:: Information supplied

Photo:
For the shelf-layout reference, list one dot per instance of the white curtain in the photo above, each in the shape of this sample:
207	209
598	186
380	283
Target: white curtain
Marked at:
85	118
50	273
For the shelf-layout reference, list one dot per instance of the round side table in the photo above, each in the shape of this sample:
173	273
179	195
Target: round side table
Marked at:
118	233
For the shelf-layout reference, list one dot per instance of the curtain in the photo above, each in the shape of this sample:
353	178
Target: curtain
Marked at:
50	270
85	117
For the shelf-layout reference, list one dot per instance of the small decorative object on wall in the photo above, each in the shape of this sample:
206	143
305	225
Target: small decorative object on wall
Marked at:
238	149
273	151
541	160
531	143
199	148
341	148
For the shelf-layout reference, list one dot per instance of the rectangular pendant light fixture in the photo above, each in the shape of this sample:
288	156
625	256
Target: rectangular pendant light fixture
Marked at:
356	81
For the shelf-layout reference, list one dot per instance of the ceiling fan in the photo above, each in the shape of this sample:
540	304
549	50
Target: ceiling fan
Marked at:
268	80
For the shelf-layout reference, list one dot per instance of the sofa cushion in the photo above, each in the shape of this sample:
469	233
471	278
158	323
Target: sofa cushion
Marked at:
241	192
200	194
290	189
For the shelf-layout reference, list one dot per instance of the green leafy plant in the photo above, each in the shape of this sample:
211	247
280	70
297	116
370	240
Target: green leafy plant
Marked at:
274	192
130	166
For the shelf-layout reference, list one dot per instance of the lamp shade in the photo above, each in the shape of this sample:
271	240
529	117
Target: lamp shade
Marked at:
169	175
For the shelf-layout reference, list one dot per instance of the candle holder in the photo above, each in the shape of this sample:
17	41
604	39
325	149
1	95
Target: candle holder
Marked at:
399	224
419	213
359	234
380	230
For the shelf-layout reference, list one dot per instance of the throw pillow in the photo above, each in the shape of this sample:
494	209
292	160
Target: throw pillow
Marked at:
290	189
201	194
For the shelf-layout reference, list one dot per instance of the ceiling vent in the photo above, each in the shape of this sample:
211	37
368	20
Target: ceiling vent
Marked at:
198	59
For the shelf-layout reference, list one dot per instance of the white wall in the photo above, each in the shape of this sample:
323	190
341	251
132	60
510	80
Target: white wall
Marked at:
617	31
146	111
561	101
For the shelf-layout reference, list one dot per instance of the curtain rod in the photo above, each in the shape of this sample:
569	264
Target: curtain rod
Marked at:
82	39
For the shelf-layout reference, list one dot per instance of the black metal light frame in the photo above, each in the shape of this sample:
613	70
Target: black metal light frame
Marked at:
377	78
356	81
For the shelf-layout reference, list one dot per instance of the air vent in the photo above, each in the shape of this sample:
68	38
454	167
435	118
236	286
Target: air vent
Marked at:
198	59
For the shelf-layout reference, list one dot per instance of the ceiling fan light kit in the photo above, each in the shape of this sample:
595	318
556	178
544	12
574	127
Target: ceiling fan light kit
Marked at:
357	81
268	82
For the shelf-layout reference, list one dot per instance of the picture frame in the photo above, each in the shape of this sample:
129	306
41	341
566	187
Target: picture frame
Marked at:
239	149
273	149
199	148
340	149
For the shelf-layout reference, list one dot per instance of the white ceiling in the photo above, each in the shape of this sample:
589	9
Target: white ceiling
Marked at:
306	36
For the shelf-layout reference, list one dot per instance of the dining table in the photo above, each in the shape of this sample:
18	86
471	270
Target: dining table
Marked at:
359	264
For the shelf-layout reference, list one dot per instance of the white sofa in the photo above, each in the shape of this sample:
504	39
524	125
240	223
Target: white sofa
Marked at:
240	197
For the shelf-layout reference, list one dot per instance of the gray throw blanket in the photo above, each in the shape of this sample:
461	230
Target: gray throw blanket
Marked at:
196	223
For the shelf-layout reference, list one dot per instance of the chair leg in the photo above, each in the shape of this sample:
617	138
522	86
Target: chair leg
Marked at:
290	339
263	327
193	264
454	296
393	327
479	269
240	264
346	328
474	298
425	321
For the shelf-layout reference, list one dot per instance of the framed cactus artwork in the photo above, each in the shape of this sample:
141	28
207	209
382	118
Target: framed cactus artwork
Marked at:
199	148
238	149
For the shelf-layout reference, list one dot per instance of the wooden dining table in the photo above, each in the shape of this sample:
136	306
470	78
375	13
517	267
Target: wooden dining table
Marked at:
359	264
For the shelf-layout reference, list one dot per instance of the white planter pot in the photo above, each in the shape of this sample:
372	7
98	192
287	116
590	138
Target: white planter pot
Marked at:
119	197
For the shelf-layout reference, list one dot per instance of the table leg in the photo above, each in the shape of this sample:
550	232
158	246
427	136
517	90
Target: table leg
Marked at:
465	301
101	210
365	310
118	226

::::

__What you will do__
Working from the entries above, return all lines that contain "throw".

__Expected answer__
For the shelf-layout reference, list one dot per instance of the throw pillow in the photo above, each in the shape of this sample:
Target: throw pillow
For the shelf-layout reference, list one dot per instance of the gray throw blanket in the photo above, each in the shape of this sample:
Target: gray throw blanket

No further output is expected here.